[Records provided]:
· · · · · · ·

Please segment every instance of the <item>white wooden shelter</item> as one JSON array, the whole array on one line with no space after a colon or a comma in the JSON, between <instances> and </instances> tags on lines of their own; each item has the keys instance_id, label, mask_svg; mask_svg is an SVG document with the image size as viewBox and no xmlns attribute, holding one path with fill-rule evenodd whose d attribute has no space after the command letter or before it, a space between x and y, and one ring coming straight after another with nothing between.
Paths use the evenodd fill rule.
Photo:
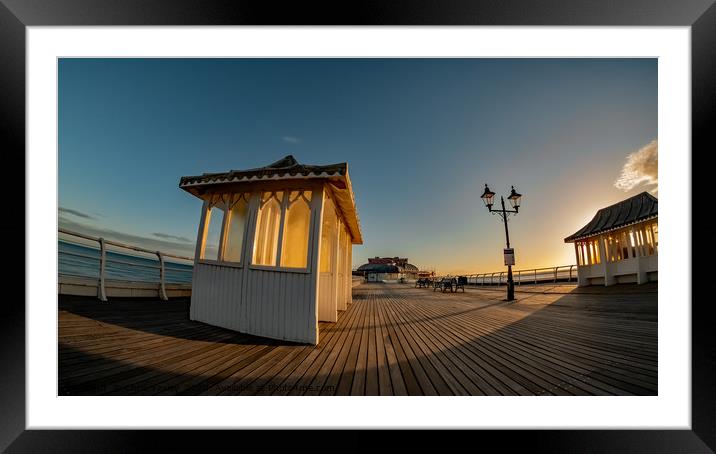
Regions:
<instances>
[{"instance_id":1,"label":"white wooden shelter","mask_svg":"<svg viewBox=\"0 0 716 454\"><path fill-rule=\"evenodd\" d=\"M348 165L289 155L179 187L204 201L190 318L317 344L318 322L351 302L352 244L363 243Z\"/></svg>"},{"instance_id":2,"label":"white wooden shelter","mask_svg":"<svg viewBox=\"0 0 716 454\"><path fill-rule=\"evenodd\" d=\"M658 200L642 192L602 208L564 239L574 243L580 286L658 280Z\"/></svg>"}]
</instances>

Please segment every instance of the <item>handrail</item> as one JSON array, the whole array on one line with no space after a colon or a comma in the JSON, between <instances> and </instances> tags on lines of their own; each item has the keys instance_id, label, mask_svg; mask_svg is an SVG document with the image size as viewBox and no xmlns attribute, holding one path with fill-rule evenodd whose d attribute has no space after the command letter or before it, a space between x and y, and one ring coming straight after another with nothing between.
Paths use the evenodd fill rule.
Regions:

· · · · · · ·

[Given instruction]:
Copy out the data again, swapping "Regions" for "Outlines" wherever it occurs and keeping everything else unchanged. Leave the pictures out of your version.

[Output of the task]:
Please segment every instance of the <item>white wooden shelter</item> as one JSON array, the whole array on one line with no space after a colon or a comma in the JSON, between <instances> and </instances> tags on lines of their own; each item has the keys instance_id, label, mask_svg; mask_svg is an SVG document with the image size as viewBox and no xmlns attribute, holding one path with fill-rule evenodd whose d attribute has no space after the command letter or before it, a space between x and y, and one ring coming straight after another with nothing between.
Paths use the evenodd fill rule.
Photo:
Outlines:
<instances>
[{"instance_id":1,"label":"white wooden shelter","mask_svg":"<svg viewBox=\"0 0 716 454\"><path fill-rule=\"evenodd\" d=\"M348 165L289 155L179 187L204 201L190 318L317 344L318 322L351 302L352 244L363 243Z\"/></svg>"},{"instance_id":2,"label":"white wooden shelter","mask_svg":"<svg viewBox=\"0 0 716 454\"><path fill-rule=\"evenodd\" d=\"M658 200L642 192L602 208L564 239L574 243L580 286L658 280Z\"/></svg>"}]
</instances>

Please segment every instance of the <item>handrail</item> as one JSON array, the whole array on one line with no space after a colon or a comma in the JSON, between <instances> and </instances> tags on lines of their own; each item has the keys instance_id, label, mask_svg; mask_svg is an SVG document with the image size as viewBox and no xmlns attribute, holding one path with fill-rule evenodd whose d attribute has no space after the command letter or before it, a space between x and y, and one ring coming straight after another with nothing between.
Paths use the evenodd fill rule.
Outlines:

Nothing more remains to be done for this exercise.